» **Tâche demandée 1**
Quelles lignes des enregistrements contiennent la chaîne "gray" ? Relevez-les toutes.

── Extrait du texte

Rencontre avec Johanne Heereman – Normcut, réduire les déchets post-production

Johanne Heereman - Normcut

Quand on commence à parler d’économie circulaire, on se rend rapidement compte que l’éco-conception et l’écologie industrielle et territoriale sont des piliers cruciaux de la démarche. Pourquoi ? Parce que l’éco-conception invite à penser le produit sur tout son cycle de vie. C’est à dire à intégrer dès la conception ce que sera, ou non, sa fin de vie. On parle d’une démarche allant du « berceau » à la « tombe« , ou même du « berceau » au « berceau« . La production de toute chose induit une perte de matières. C’est le sens même du mot déchet à l’origine. Il s’agit de ce qui tombe du travail d’une matière. C’est notamment ce qui se passe lorsqu’on découpe dans des plans de bois, de métal, de tissu… il y a des reste, ce qu’on ne garde pas. Quant à l’écologie industrielle et territoriale, celle-ci intervient dans un contexte où l’interaction et la mutualisation des flux de matières, de matériaux, d’énergies, de gestion des déchets, à la fois pour une optimisation économique, sociale et écologiques, devient nécessaire.

────
── Matériel d'exercice

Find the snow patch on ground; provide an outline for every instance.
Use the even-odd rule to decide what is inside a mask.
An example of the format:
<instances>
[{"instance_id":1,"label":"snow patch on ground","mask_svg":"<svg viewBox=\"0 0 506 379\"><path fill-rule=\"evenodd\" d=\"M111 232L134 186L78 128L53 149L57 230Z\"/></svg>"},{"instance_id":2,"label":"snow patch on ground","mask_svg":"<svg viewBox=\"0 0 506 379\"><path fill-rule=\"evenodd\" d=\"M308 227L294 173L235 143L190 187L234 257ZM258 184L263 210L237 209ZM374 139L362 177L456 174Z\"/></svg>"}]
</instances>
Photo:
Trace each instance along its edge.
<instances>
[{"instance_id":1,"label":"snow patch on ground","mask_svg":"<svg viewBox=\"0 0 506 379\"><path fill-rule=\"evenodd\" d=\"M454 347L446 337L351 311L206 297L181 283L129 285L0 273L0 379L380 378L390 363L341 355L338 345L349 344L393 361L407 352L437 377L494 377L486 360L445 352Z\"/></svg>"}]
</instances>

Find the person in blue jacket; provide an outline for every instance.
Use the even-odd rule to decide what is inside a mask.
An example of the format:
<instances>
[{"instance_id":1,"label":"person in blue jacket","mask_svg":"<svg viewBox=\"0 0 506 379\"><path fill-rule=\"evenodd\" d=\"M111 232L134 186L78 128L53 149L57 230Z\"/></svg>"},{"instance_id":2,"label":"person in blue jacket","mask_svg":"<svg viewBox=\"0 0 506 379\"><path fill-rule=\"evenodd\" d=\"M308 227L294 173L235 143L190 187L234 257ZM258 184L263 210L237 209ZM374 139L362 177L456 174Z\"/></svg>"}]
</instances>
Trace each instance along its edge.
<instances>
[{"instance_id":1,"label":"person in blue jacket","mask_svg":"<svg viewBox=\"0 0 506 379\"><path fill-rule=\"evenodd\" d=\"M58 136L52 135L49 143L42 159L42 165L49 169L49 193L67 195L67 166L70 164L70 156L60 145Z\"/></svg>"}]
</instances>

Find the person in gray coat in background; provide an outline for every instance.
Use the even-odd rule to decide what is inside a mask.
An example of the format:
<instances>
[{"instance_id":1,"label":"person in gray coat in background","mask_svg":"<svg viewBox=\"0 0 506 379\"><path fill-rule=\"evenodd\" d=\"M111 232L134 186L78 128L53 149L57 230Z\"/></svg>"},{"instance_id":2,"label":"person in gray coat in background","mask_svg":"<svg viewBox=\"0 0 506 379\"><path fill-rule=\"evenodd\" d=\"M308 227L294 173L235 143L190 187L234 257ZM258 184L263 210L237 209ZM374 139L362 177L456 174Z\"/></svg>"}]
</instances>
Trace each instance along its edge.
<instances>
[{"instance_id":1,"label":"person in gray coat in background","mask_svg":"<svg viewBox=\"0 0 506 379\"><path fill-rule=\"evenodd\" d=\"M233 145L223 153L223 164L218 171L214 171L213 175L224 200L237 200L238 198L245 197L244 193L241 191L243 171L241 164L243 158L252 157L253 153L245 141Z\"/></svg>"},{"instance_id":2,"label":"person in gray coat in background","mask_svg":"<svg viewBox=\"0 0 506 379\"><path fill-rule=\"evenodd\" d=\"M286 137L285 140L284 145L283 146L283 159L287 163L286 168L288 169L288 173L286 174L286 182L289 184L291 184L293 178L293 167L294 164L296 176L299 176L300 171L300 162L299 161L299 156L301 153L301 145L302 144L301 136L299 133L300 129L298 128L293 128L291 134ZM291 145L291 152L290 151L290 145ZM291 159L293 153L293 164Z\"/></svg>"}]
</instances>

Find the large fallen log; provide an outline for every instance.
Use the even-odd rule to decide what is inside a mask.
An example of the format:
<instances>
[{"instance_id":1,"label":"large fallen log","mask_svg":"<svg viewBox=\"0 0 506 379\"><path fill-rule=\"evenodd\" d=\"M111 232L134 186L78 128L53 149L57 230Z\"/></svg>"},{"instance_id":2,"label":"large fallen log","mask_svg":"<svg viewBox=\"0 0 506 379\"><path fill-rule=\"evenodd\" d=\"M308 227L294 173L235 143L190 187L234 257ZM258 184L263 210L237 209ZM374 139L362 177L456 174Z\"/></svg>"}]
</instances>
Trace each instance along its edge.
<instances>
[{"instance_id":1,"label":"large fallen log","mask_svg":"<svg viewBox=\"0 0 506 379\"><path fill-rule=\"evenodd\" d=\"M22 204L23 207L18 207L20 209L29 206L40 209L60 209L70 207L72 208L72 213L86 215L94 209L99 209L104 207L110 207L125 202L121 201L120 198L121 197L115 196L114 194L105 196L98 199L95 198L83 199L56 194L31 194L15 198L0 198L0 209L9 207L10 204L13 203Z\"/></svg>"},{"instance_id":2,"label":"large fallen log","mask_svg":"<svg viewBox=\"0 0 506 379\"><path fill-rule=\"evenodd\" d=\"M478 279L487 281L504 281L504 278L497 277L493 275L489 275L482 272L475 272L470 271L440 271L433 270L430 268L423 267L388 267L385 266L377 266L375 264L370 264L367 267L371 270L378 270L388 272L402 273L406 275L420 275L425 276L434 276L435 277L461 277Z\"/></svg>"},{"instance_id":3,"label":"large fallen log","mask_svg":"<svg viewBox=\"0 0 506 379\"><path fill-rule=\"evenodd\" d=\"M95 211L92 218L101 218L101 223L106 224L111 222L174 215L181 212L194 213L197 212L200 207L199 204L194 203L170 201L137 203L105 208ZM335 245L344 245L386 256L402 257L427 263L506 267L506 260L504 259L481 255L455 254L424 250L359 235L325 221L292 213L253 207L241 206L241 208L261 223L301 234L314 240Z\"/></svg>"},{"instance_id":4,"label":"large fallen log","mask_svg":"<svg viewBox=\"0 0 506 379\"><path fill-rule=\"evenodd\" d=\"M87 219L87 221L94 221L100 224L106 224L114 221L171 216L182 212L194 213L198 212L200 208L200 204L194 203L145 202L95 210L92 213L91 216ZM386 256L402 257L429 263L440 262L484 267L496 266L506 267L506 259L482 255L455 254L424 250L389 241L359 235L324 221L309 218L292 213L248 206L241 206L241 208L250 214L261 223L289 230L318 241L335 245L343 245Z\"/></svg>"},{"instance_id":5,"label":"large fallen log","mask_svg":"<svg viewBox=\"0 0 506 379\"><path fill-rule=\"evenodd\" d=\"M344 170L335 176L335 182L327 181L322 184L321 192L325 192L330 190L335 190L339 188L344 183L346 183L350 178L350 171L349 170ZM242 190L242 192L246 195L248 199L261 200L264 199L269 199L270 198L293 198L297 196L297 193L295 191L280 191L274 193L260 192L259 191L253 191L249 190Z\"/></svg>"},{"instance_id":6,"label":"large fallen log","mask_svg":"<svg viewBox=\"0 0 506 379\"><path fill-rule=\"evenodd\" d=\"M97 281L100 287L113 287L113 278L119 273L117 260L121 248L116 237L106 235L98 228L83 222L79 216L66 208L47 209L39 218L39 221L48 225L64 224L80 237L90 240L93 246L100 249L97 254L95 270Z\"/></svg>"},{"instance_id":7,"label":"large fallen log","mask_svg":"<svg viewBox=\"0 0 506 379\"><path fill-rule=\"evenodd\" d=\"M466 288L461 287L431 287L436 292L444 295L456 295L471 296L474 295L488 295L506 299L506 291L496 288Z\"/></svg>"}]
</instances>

────

» **Tâche demandée 2**
D'après le texte sur l'économie circulaire, que désignait à l'origine le mot déchet ?

» **Réponse attendue 1**
Find the person in gray coat in background; provide an outline for every instance.
[{"instance_id":1,"label":"person in gray coat in background","mask_svg":"<svg viewBox=\"0 0 506 379\"><path fill-rule=\"evenodd\" d=\"M111 232L134 186L78 128L53 149L57 230Z\"/></svg>"},{"instance_id":2,"label":"person in gray coat in background","mask_svg":"<svg viewBox=\"0 0 506 379\"><path fill-rule=\"evenodd\" d=\"M308 227L294 173L235 143L190 187L234 257ZM258 184L263 210L237 209ZM374 139L362 177L456 174Z\"/></svg>"}]
[{"instance_id":1,"label":"person in gray coat in background","mask_svg":"<svg viewBox=\"0 0 506 379\"><path fill-rule=\"evenodd\" d=\"M233 145L223 153L223 164L218 171L214 171L213 175L224 200L237 200L238 198L245 197L244 193L241 191L243 171L241 164L243 158L252 157L253 153L245 141Z\"/></svg>"},{"instance_id":2,"label":"person in gray coat in background","mask_svg":"<svg viewBox=\"0 0 506 379\"><path fill-rule=\"evenodd\" d=\"M286 137L285 140L284 145L283 146L283 159L287 163L286 168L288 169L288 173L286 174L286 182L289 184L291 184L293 178L293 167L294 164L296 176L299 176L300 171L300 162L299 161L299 156L301 153L301 145L302 144L301 136L299 133L300 129L298 128L293 128L291 134ZM291 145L291 152L290 151L290 145ZM291 159L293 153L293 164Z\"/></svg>"}]

» **Réponse attendue 2**
Ce qui tombe du travail d'une matière.